Julio Llamazares ha querido compartir con nosotros la presentación que hizo en nuestro XV #CongresoAPIA: Benet y yo: distintas formas de mirar el agua
Benet y yo: distintas formas de mirar el agua
JULIO LLAMAZARES
Hay distintas formas de mirar el agua, depende de cada uno y de lo que busque. También de la propia historia, de la peripecia biográfica personal o colectiva, de la necesidad o de la abundancia de agua en una región o país concretos, de la capacidad de metaforización de la realidad o de la nula imaginación o inclinación a la fantasía de las personas. El agua, como cualquier otro elemento de la naturaleza, sólo que con más poder de influencia en la vida de las personas debido a su fragilidad y su escasez y a su necesidad para la supervivencia humana, admite muchas miradas distintas y, por lo tanto, alienta pasiones y sueños muy diferentes.

ENTRADAS DISPONIBLES -
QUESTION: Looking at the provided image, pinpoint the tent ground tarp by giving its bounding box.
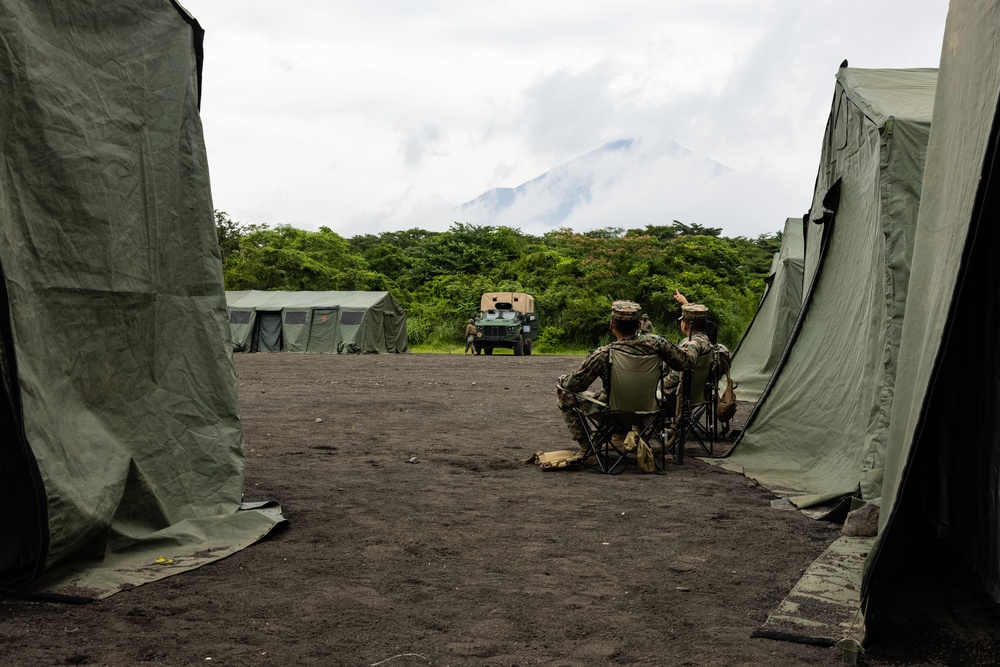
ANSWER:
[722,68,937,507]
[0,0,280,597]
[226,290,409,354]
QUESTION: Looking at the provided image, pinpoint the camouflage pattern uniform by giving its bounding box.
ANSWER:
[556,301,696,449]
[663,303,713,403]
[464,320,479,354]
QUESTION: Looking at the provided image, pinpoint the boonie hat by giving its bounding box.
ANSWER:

==

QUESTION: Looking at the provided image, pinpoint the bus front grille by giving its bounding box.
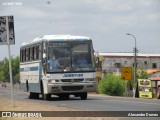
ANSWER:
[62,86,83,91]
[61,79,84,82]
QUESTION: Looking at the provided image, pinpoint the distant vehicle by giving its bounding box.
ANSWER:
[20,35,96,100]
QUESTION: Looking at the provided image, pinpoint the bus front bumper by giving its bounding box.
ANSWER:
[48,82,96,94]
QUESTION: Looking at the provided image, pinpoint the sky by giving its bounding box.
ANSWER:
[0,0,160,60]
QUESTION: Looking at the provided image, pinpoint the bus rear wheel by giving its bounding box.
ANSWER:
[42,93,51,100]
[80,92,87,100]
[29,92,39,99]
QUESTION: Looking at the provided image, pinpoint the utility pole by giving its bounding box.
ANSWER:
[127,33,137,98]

CONJUNTO DE TAREAS -
1. Duplica palabra por palabra una parte del fragmento sobre las formas de mirar el agua: empieza en las palabras "Julio Llamazares ha" y termina después de "sueños muy diferentes.".
2. Transcribe sin ningún cambio las líneas de las entradas que comienzan en la que contiene "QUESTION: Looking at the provided image, pinpoint the distant" y terminan tras la que contiene "[0,0,160,60]", ambas incluidas.

RESPUESTAS -
1.
Julio Llamazares ha querido compartir con nosotros la presentación que hizo en nuestro XV #CongresoAPIA: Benet y yo: distintas formas de mirar el agua
Benet y yo: distintas formas de mirar el agua
JULIO LLAMAZARES
Hay distintas formas de mirar el agua, depende de cada uno y de lo que busque. También de la propia historia, de la peripecia biográfica personal o colectiva, de la necesidad o de la abundancia de agua en una región o país concretos, de la capacidad de metaforización de la realidad o de la nula imaginación o inclinación a la fantasía de las personas. El agua, como cualquier otro elemento de la naturaleza, sólo que con más poder de influencia en la vida de las personas debido a su fragilidad y su escasez y a su necesidad para la supervivencia humana, admite muchas miradas distintas y, por lo tanto, alienta pasiones y sueños muy diferentes.

2.
QUESTION: Looking at the provided image, pinpoint the distant vehicle by giving its bounding box.
ANSWER:
[20,35,96,100]
QUESTION: Looking at the provided image, pinpoint the bus front bumper by giving its bounding box.
ANSWER:
[48,82,96,94]
QUESTION: Looking at the provided image, pinpoint the sky by giving its bounding box.
ANSWER:
[0,0,160,60]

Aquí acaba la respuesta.